- [What the task asks]: Return exactly the span of lines that opens with the line containing "short blond hair." and closes with the last line of the data, inclusive.
--------------------------------------------------
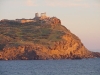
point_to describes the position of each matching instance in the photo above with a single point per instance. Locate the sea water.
(51, 67)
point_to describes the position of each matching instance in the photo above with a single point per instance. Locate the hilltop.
(40, 40)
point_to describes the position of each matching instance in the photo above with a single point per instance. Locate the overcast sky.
(81, 17)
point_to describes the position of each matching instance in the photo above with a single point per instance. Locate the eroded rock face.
(42, 43)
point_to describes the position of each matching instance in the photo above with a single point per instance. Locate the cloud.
(30, 3)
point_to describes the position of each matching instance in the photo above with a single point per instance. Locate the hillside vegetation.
(39, 41)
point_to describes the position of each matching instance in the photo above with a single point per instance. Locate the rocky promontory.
(41, 40)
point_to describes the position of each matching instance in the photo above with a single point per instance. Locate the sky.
(81, 17)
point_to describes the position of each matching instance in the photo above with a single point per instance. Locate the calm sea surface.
(51, 67)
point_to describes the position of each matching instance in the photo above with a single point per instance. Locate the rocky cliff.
(33, 41)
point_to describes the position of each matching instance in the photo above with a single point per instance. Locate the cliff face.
(40, 41)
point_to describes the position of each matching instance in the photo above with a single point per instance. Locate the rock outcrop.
(36, 41)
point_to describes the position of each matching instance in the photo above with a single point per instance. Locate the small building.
(24, 20)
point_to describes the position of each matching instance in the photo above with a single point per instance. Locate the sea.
(51, 67)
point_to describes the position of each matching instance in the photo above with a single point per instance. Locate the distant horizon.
(81, 17)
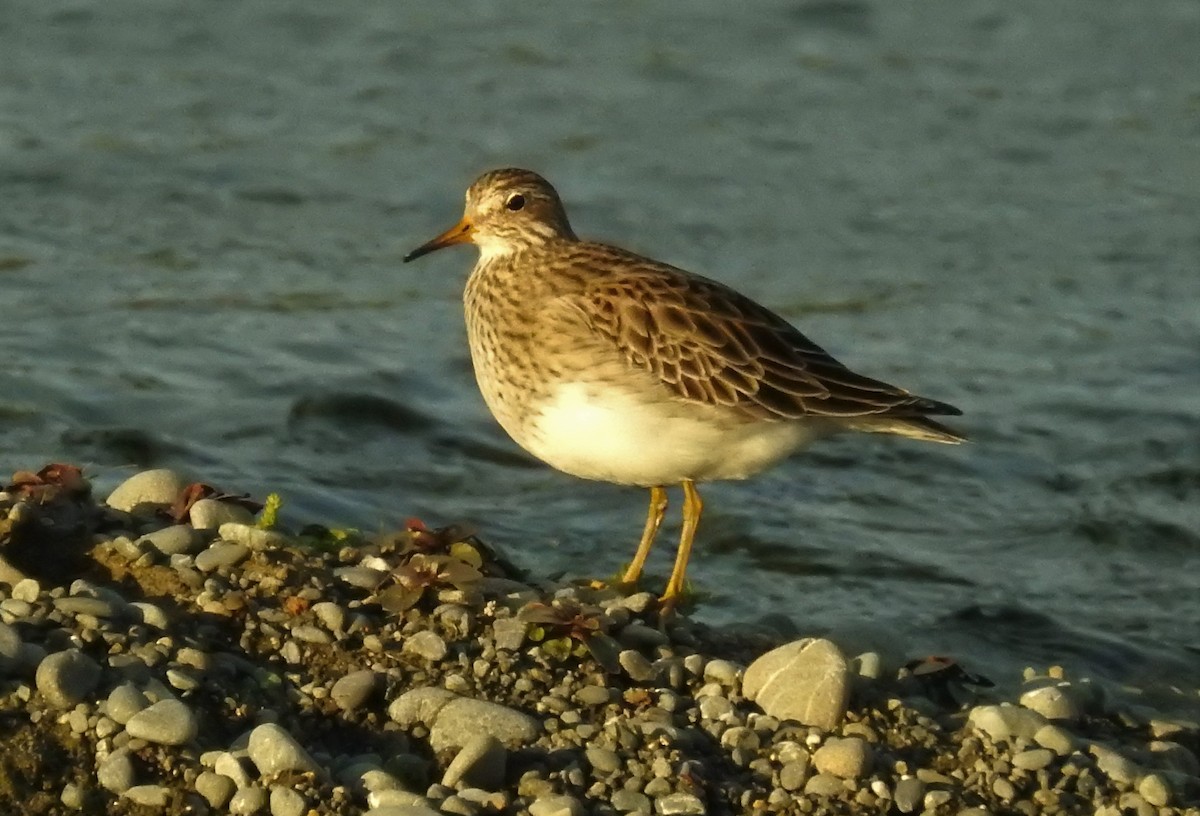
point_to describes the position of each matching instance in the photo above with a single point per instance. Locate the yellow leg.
(653, 519)
(693, 507)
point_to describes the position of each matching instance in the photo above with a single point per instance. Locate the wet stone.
(221, 555)
(166, 723)
(115, 772)
(480, 763)
(175, 540)
(65, 678)
(354, 689)
(274, 750)
(216, 789)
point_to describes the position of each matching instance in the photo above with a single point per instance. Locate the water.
(994, 204)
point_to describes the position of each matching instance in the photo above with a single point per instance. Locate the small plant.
(407, 583)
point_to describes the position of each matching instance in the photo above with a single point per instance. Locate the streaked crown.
(510, 209)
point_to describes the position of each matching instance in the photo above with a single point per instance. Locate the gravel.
(250, 671)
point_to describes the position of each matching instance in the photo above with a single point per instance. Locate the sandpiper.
(612, 366)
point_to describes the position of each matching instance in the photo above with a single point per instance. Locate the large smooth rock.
(807, 681)
(274, 750)
(65, 678)
(154, 487)
(166, 723)
(454, 720)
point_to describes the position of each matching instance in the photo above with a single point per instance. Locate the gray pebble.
(115, 772)
(72, 796)
(1033, 759)
(151, 615)
(825, 785)
(807, 681)
(76, 605)
(247, 801)
(65, 678)
(426, 645)
(847, 759)
(509, 634)
(1114, 765)
(309, 634)
(252, 537)
(481, 762)
(353, 689)
(286, 802)
(124, 702)
(151, 796)
(630, 802)
(274, 750)
(793, 775)
(1155, 790)
(155, 487)
(231, 766)
(1054, 702)
(221, 555)
(331, 616)
(1056, 738)
(1003, 723)
(27, 591)
(211, 514)
(556, 805)
(166, 723)
(909, 795)
(174, 540)
(462, 718)
(604, 761)
(216, 789)
(636, 666)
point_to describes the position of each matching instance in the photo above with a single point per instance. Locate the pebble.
(115, 772)
(151, 796)
(124, 702)
(481, 762)
(221, 555)
(1114, 765)
(1003, 723)
(166, 723)
(604, 761)
(847, 759)
(426, 645)
(216, 789)
(825, 785)
(174, 540)
(252, 537)
(1033, 759)
(211, 514)
(274, 750)
(1056, 738)
(909, 795)
(636, 666)
(556, 805)
(805, 681)
(286, 802)
(66, 677)
(1054, 702)
(354, 689)
(247, 801)
(154, 487)
(1155, 790)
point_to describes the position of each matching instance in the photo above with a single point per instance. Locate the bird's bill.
(461, 233)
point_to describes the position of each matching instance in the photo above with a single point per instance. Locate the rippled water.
(203, 209)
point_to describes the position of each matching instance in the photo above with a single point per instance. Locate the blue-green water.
(203, 209)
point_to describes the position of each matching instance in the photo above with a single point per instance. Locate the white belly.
(611, 437)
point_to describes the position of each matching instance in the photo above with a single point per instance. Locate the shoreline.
(207, 664)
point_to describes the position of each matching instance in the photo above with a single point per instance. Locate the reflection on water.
(204, 211)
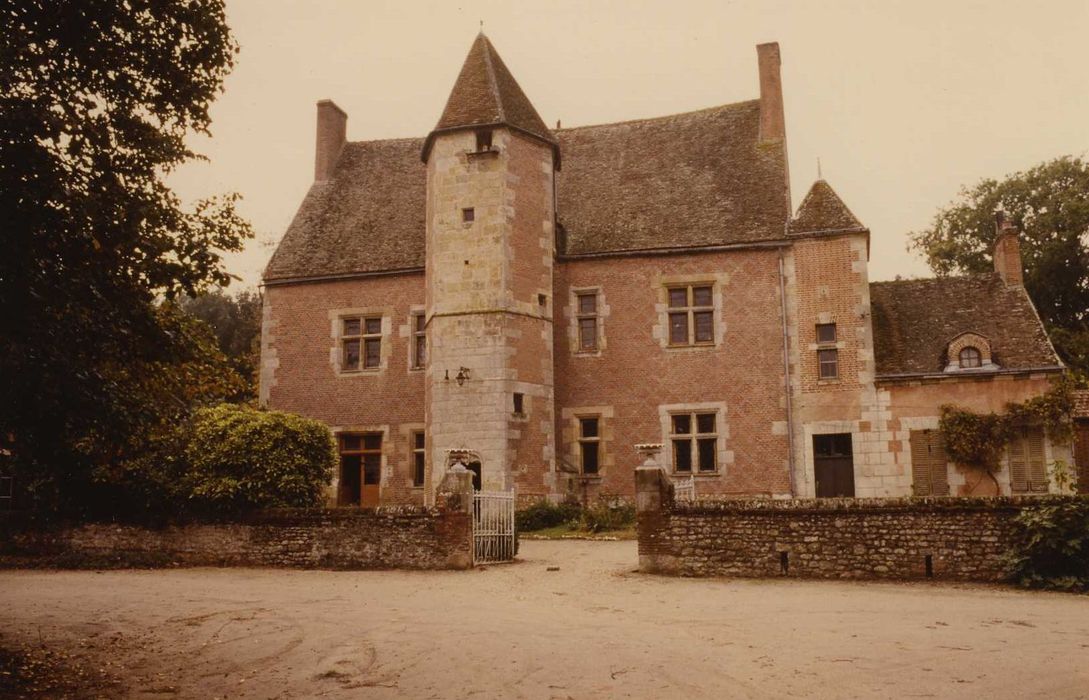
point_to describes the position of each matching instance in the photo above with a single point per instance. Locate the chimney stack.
(332, 135)
(772, 124)
(1007, 261)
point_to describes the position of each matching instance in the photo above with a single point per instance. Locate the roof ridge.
(491, 77)
(659, 118)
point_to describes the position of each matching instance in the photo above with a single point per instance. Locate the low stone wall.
(403, 537)
(953, 539)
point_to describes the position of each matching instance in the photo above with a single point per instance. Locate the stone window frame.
(585, 440)
(573, 315)
(964, 341)
(571, 430)
(338, 317)
(723, 456)
(387, 451)
(660, 330)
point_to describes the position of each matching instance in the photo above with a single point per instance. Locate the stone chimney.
(332, 135)
(772, 124)
(1007, 261)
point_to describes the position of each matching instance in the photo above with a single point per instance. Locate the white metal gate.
(492, 526)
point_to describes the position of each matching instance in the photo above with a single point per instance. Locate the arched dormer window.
(969, 352)
(970, 358)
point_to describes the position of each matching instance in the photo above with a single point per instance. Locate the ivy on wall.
(978, 439)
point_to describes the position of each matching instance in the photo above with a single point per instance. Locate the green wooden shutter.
(1018, 465)
(1037, 466)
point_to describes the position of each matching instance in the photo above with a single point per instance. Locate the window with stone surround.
(361, 343)
(828, 355)
(586, 304)
(695, 442)
(418, 341)
(690, 315)
(970, 357)
(417, 458)
(589, 444)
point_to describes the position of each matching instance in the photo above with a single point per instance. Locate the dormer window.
(484, 139)
(970, 357)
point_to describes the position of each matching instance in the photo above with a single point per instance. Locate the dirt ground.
(591, 629)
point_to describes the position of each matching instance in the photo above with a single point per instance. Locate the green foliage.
(545, 514)
(979, 439)
(1051, 545)
(608, 514)
(236, 321)
(1050, 204)
(243, 458)
(97, 101)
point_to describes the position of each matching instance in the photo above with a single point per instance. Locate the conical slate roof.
(823, 211)
(485, 95)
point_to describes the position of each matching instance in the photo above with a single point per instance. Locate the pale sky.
(903, 101)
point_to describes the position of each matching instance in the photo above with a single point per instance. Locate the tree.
(1050, 205)
(96, 100)
(236, 321)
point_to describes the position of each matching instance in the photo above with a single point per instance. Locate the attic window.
(484, 139)
(970, 357)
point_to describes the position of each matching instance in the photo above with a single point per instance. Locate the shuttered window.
(1028, 473)
(929, 469)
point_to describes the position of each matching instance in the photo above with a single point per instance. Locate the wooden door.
(833, 466)
(371, 480)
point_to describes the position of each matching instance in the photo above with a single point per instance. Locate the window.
(361, 343)
(417, 459)
(589, 444)
(587, 307)
(929, 470)
(695, 440)
(692, 315)
(828, 358)
(418, 341)
(970, 357)
(1027, 469)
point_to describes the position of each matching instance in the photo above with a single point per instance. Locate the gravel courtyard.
(591, 629)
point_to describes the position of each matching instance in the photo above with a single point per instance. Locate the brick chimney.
(1007, 261)
(332, 135)
(772, 125)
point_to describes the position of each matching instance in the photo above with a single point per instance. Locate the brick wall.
(638, 379)
(865, 539)
(399, 537)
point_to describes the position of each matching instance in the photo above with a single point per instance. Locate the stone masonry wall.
(965, 539)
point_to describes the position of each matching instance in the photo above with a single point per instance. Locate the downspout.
(786, 372)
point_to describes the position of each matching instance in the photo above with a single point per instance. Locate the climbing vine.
(978, 439)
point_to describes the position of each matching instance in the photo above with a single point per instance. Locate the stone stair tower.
(490, 249)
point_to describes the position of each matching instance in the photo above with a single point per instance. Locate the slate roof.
(914, 321)
(687, 180)
(696, 179)
(369, 217)
(822, 211)
(487, 94)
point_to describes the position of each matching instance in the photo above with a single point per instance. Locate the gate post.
(454, 500)
(653, 503)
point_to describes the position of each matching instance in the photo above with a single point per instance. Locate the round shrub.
(243, 458)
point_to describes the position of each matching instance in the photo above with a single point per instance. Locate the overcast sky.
(903, 102)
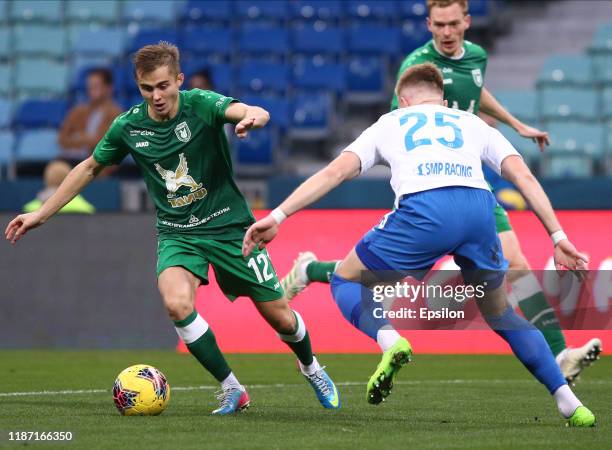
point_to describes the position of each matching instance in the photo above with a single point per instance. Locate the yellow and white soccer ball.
(141, 390)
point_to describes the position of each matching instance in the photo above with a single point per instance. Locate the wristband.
(278, 215)
(558, 236)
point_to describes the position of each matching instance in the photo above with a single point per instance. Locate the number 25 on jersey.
(442, 120)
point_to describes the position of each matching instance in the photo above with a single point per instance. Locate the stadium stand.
(307, 61)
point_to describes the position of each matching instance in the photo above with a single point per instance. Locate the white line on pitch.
(282, 385)
(253, 386)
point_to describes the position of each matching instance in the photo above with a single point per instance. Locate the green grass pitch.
(440, 401)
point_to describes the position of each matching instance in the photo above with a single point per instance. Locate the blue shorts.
(428, 225)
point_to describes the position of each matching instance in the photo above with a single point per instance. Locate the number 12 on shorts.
(264, 273)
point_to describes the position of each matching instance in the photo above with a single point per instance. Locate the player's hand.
(259, 234)
(243, 127)
(21, 224)
(538, 136)
(568, 258)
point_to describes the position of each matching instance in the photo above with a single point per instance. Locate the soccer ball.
(141, 390)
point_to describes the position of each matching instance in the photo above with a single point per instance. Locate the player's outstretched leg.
(530, 347)
(306, 269)
(201, 342)
(177, 287)
(381, 382)
(356, 303)
(526, 293)
(292, 331)
(573, 360)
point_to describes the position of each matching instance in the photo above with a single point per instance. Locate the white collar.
(449, 57)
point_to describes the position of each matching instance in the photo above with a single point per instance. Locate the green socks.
(526, 291)
(201, 342)
(299, 341)
(321, 271)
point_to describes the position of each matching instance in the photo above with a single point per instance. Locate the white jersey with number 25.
(431, 146)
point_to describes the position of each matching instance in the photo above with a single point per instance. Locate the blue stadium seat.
(98, 41)
(522, 104)
(373, 9)
(40, 40)
(262, 9)
(374, 39)
(35, 10)
(566, 70)
(577, 137)
(366, 80)
(606, 102)
(278, 107)
(414, 9)
(205, 10)
(602, 39)
(318, 37)
(37, 145)
(106, 11)
(263, 76)
(263, 39)
(414, 35)
(7, 143)
(330, 10)
(6, 112)
(317, 73)
(4, 11)
(29, 82)
(311, 116)
(40, 113)
(569, 103)
(207, 41)
(162, 12)
(222, 75)
(6, 79)
(152, 36)
(5, 47)
(256, 148)
(602, 68)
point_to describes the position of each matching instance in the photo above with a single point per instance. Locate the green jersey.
(186, 165)
(463, 76)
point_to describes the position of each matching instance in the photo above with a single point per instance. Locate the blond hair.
(426, 74)
(445, 3)
(150, 57)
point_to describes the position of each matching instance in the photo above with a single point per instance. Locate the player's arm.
(489, 105)
(514, 169)
(246, 117)
(344, 167)
(75, 181)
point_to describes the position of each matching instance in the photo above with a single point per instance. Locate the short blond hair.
(445, 3)
(150, 57)
(426, 74)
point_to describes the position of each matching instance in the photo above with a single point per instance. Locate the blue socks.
(357, 305)
(529, 346)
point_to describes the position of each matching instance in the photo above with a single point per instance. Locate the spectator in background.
(201, 80)
(55, 172)
(86, 123)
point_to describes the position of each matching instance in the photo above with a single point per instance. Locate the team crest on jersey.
(477, 75)
(180, 177)
(182, 131)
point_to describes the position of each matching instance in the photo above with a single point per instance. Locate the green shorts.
(502, 222)
(252, 277)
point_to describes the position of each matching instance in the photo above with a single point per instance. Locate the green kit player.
(177, 139)
(463, 65)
--------------------------------------------------
- [Exercise solution]:
point_to describes the position of each matching instance in the photo above with a single point per instance. Locate the short blond hair.
(445, 3)
(150, 57)
(426, 74)
point_to describes the position of each matching instance in the photo above with a single point per instance. Locate the blue socks.
(357, 305)
(529, 346)
point_to describes the position of each matching instance in the photo above with a single point per instance. Locate the spectator in background.
(201, 80)
(55, 172)
(86, 123)
point_to describes the position of each matching instance in the photo above with a single point per instance. Locate the team crest on jersey.
(477, 75)
(180, 177)
(182, 131)
point_to describes the position of each matching instance in the photo above with a single point per instance. Locate the green shorts.
(502, 222)
(252, 277)
point_to describes the position of each matching instance in the photo above with a single point per instance. Locate the green kit player.
(177, 139)
(463, 65)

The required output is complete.